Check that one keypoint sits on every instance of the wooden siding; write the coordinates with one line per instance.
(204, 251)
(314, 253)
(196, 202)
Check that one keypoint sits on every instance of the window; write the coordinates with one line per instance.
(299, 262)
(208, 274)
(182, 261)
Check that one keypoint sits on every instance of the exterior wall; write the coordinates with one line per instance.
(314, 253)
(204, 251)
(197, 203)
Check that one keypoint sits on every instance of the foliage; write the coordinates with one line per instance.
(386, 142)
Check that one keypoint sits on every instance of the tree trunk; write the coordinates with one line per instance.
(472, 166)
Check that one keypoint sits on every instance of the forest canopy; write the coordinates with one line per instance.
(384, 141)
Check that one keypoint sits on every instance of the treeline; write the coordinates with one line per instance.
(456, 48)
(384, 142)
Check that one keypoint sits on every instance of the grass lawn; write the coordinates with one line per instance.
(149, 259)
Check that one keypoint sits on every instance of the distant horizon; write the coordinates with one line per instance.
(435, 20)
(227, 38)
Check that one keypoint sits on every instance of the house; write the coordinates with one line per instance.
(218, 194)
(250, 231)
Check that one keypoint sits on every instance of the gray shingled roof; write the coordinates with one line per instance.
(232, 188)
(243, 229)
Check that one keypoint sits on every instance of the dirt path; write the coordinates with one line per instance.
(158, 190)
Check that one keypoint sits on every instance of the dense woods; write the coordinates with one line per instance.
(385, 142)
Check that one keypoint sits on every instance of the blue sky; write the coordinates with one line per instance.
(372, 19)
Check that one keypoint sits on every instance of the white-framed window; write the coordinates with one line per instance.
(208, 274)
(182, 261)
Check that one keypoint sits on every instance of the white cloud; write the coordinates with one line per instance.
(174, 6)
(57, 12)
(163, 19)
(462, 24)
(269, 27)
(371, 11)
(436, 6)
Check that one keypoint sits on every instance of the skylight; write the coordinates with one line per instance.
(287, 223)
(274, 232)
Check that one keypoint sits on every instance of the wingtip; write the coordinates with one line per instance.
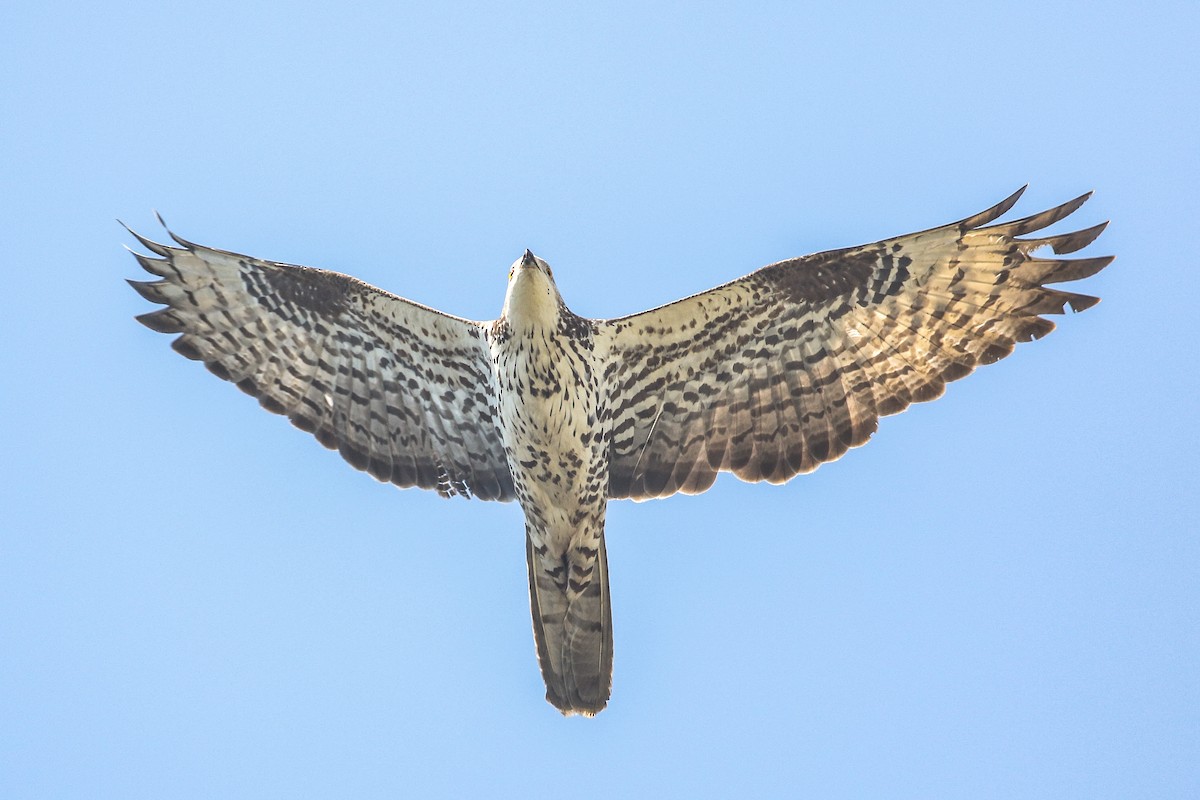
(995, 211)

> Requirement
Reproduce all of the rows above word for word, omitting the picture.

> Result
Check that one keypoint sits on every instance of the wooden siding; write the coordinates with one line per instance.
(204, 251)
(314, 253)
(196, 202)
Check that one keypoint sits on every instance of the window; write the coordinates with one line per instance.
(299, 262)
(208, 274)
(182, 261)
Check that one keypoint sits on every instance of the exterior wall; write the coordinates with one line per instance.
(314, 253)
(204, 251)
(197, 203)
Check that one keypoint sits on every instance of the foliage; write the coordinates with one line per instance.
(386, 142)
Check that one keypoint sits on every instance of the tree trunk; write the coordinates with one line per instance.
(472, 166)
Check that one keypoint sits on every instance of the forest canopy; write the coordinates with one line per instance.
(384, 141)
Check that one keypoint sits on every instance of the treeline; write the coordinates with one line per instance.
(456, 48)
(384, 142)
Check that one keypoint sits on every instance of the grass lawn; write the coordinates with one line per instance.
(149, 259)
Check that one keypoint sits on every instance of the distant horizon; write the coordinates with one line per instance.
(435, 20)
(227, 38)
Check that one keypoint sits on every instance of the house; write the coordinates with one line per instance.
(218, 194)
(250, 231)
Check that one keypoint sits on every instance of the gray shingled roof; write the coordinates with one line per instance.
(232, 188)
(243, 229)
Check that one keypoint sits on every instance of the dirt path; write the coordinates with one line per instance.
(158, 190)
Check that one keypoint sits on every instance of the dense woods; write the coordinates with one line per instance.
(385, 142)
Check that one keypoint sits on every instance of the blue sky; write the coordinates with one line per instance.
(372, 19)
Check that one keypoint sits on every instance of the white-framed window; write the coordinates with one line per instance.
(208, 274)
(182, 261)
Check that one keypoint sits on every instance of the white cloud; write the coordinates with one line per instance.
(174, 6)
(57, 12)
(163, 19)
(462, 24)
(269, 27)
(371, 11)
(436, 6)
Check that one keypoint sits on every instance of the skylight; write the coordinates with one line per instance.
(287, 223)
(274, 232)
Check that one keypoint sits on every instance of the wingtip; write the coordinates with one line per instance.
(995, 211)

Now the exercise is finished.